(A run of records)

┄┄┄┄┄┄┄┄┄┄

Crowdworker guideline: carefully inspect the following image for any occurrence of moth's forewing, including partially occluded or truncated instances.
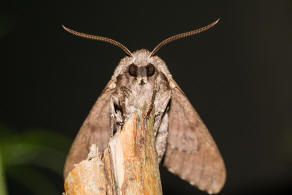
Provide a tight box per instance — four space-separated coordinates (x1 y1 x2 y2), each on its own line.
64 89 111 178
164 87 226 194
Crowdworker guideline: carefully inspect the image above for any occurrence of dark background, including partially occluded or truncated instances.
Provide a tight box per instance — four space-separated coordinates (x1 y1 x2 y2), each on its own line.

┄┄┄┄┄┄┄┄┄┄

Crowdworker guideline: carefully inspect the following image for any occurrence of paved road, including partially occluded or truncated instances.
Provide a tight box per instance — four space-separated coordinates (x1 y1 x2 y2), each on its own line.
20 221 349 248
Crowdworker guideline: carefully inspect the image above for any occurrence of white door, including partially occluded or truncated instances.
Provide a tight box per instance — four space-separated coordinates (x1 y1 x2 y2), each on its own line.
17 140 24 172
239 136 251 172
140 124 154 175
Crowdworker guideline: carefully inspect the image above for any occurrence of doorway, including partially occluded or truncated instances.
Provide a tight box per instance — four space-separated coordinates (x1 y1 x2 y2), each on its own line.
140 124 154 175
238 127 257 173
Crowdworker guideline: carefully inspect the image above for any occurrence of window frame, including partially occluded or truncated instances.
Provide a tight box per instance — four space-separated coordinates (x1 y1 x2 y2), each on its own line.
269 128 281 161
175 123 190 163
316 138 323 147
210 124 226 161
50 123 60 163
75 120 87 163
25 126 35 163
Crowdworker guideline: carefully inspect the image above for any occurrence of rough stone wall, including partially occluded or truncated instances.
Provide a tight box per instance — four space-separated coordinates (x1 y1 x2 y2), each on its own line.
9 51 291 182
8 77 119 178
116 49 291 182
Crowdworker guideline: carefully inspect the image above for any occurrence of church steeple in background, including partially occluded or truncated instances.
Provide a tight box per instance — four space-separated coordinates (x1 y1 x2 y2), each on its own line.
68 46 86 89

┄┄┄┄┄┄┄┄┄┄

Stated task: Copy out, word for word, the lines of the rows above, starting at the line containing "frame, including partially occluded or truncated instances." and ending at the line containing "316 138 323 147", with both of those lines included.

The output:
Crowdworker guideline: carefully inspect the image above for any occurrence of window frame, including partially occluded or truncated instances.
Provide a tight box per instance — four space-separated coordinates (x1 y1 x2 y2), each on its own line.
269 128 281 161
175 123 190 163
316 138 323 147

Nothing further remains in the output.